**Task objective:**
In the records below, find the line holding "Target: white car"; copy it and every line after it to the end, omitting all images.

—————

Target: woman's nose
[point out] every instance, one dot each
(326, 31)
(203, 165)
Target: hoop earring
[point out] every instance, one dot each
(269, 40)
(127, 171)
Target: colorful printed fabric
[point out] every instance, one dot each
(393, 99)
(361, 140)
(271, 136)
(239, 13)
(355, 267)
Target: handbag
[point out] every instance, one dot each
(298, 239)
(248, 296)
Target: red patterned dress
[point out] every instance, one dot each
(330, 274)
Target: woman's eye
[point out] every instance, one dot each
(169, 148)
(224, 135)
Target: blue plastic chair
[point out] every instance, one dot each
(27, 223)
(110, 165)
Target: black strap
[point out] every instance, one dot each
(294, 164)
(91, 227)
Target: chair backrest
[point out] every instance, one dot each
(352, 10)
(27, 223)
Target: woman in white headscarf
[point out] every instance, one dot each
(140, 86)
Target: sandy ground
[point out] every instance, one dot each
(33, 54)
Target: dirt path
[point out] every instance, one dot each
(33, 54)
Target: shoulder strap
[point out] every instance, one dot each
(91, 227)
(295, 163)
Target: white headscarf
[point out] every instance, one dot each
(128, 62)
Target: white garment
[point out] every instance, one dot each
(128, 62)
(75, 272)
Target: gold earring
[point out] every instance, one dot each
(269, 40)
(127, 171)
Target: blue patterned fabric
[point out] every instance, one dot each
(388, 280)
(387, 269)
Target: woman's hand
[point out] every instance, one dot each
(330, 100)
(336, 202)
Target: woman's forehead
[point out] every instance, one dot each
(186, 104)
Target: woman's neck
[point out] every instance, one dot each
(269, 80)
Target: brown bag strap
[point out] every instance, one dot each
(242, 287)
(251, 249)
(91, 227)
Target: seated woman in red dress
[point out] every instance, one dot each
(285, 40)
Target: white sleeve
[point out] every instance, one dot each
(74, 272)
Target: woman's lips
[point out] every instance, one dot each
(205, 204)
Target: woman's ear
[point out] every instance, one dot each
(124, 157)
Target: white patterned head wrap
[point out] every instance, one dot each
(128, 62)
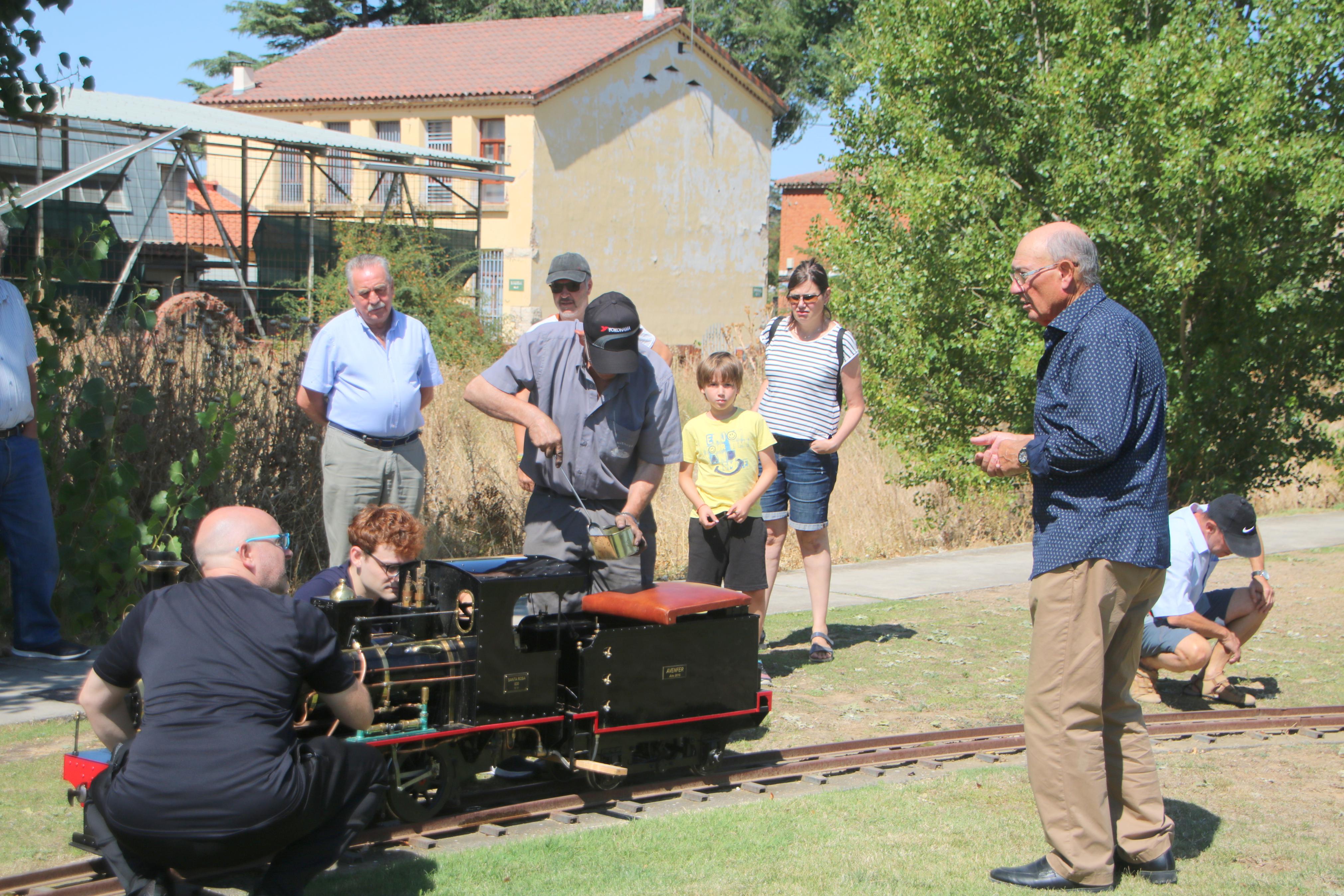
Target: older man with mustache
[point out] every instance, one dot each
(370, 373)
(1097, 458)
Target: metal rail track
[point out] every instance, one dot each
(90, 878)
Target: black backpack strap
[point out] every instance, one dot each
(839, 364)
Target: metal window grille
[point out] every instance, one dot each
(490, 289)
(492, 147)
(339, 169)
(291, 177)
(388, 131)
(439, 135)
(175, 186)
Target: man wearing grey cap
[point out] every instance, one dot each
(601, 422)
(1184, 618)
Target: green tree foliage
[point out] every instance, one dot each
(1198, 143)
(21, 90)
(791, 45)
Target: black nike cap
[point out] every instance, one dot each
(1236, 516)
(612, 329)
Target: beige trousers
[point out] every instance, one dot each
(357, 475)
(1089, 757)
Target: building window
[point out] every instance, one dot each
(175, 186)
(291, 177)
(492, 147)
(439, 135)
(490, 288)
(388, 131)
(339, 169)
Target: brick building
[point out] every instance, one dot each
(803, 201)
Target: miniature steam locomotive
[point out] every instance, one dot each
(470, 686)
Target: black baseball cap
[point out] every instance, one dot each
(612, 331)
(570, 267)
(1236, 516)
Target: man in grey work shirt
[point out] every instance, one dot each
(603, 416)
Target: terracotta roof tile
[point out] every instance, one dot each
(510, 57)
(812, 179)
(199, 229)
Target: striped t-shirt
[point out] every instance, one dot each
(800, 402)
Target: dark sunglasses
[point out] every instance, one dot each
(390, 569)
(282, 541)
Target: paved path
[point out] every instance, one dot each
(34, 690)
(916, 577)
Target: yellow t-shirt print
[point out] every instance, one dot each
(725, 454)
(722, 457)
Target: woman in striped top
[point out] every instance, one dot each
(811, 363)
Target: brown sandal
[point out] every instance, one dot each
(1220, 690)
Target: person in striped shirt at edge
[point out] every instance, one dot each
(811, 366)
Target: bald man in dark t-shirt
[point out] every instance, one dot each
(215, 777)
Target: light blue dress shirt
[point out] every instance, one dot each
(1193, 562)
(370, 389)
(18, 351)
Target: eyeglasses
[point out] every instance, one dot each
(282, 541)
(390, 569)
(1022, 279)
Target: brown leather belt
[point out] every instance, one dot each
(373, 441)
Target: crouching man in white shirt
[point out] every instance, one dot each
(1186, 618)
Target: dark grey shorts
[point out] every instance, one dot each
(730, 555)
(1161, 637)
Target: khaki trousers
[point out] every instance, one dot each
(1089, 757)
(357, 475)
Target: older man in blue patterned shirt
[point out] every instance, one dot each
(1099, 467)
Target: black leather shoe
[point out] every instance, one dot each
(58, 649)
(1039, 875)
(1159, 871)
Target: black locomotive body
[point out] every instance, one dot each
(472, 690)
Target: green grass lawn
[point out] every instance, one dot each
(939, 836)
(1263, 821)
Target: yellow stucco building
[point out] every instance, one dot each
(631, 140)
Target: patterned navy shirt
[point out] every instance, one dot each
(1099, 458)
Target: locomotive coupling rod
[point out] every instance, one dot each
(601, 768)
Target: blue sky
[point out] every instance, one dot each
(146, 48)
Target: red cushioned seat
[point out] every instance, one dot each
(665, 602)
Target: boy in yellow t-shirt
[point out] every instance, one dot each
(726, 448)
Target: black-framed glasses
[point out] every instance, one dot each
(390, 569)
(282, 541)
(1022, 279)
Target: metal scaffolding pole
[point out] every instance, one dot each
(312, 227)
(224, 236)
(135, 253)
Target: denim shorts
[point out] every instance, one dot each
(1161, 637)
(803, 488)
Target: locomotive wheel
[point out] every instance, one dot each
(709, 761)
(597, 781)
(424, 784)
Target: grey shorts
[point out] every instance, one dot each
(555, 527)
(1161, 637)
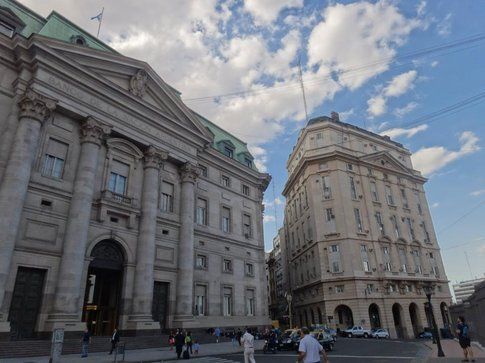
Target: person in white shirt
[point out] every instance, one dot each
(247, 341)
(310, 349)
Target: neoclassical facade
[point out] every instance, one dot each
(359, 233)
(119, 206)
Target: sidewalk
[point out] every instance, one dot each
(142, 355)
(453, 352)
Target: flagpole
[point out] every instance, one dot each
(99, 25)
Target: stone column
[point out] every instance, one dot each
(145, 252)
(34, 109)
(67, 304)
(185, 271)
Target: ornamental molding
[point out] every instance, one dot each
(189, 173)
(36, 106)
(93, 131)
(138, 83)
(153, 157)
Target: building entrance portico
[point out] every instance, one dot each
(102, 298)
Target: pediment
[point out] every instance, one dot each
(385, 160)
(136, 80)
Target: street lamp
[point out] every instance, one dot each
(289, 298)
(429, 290)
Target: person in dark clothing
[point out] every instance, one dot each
(464, 339)
(115, 338)
(179, 343)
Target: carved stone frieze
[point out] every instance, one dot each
(153, 157)
(36, 106)
(138, 83)
(189, 173)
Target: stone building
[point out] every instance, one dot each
(361, 242)
(119, 206)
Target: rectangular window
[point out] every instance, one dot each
(358, 220)
(227, 301)
(395, 226)
(390, 198)
(247, 230)
(227, 265)
(380, 224)
(225, 181)
(327, 190)
(201, 214)
(353, 192)
(54, 160)
(226, 220)
(373, 192)
(200, 300)
(167, 197)
(245, 190)
(250, 299)
(201, 261)
(405, 203)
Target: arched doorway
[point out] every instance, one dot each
(344, 316)
(374, 317)
(398, 321)
(445, 315)
(415, 319)
(102, 298)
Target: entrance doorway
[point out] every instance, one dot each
(102, 299)
(26, 302)
(375, 320)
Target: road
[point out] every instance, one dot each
(346, 350)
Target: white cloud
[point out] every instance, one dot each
(399, 85)
(397, 132)
(431, 159)
(268, 218)
(401, 111)
(266, 11)
(355, 32)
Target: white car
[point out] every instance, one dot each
(380, 334)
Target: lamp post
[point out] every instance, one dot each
(289, 298)
(429, 290)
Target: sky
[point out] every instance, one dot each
(395, 67)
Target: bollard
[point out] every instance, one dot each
(56, 345)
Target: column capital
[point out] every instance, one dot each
(189, 173)
(153, 157)
(35, 106)
(92, 131)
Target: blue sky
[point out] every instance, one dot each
(358, 58)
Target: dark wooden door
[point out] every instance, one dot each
(160, 303)
(26, 302)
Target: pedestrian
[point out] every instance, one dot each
(179, 343)
(196, 347)
(115, 338)
(464, 339)
(85, 339)
(247, 341)
(171, 340)
(188, 342)
(310, 349)
(217, 333)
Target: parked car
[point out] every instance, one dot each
(425, 335)
(380, 334)
(357, 331)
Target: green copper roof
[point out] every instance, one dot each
(54, 26)
(222, 138)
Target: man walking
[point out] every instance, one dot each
(310, 349)
(247, 341)
(115, 338)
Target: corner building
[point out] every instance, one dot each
(359, 233)
(119, 206)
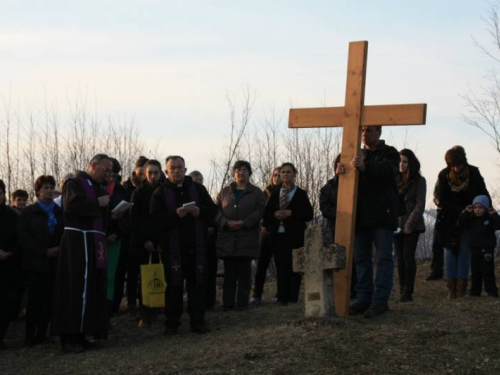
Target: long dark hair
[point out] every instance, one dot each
(413, 169)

—————

**Expected answer:**
Target: white car
[point out] every instance, one dot each
(380, 334)
Target: lamp post
[point out] every instance, one dot each
(289, 298)
(429, 290)
Target: sky
[point out] every instance, one dot each
(395, 67)
Target: bollard
[point out] every instance, one dot each
(56, 345)
Target: column capital
[point out] every instance, one dot each
(189, 173)
(153, 157)
(35, 106)
(92, 131)
Target: blue sky
[point out] every instance, one dot each
(358, 58)
Target: dark wooden door
[point out] every instance, one dot each
(160, 303)
(26, 302)
Target: pedestrian
[point out] every instance, one dot each
(179, 343)
(196, 347)
(115, 338)
(464, 339)
(85, 339)
(247, 341)
(171, 340)
(188, 342)
(310, 349)
(217, 333)
Target: parked car
[point out] every instance, one dot each
(425, 335)
(380, 334)
(357, 331)
Target: green copper roof
[point out] every instance, one dot each
(54, 26)
(222, 138)
Target: man walking
[point out] every instance, one dot each
(310, 349)
(247, 341)
(115, 338)
Target: corner building
[point out] every instance, one dot each
(359, 233)
(119, 206)
Target: long dark hair
[point out] every instance, one dot each
(413, 169)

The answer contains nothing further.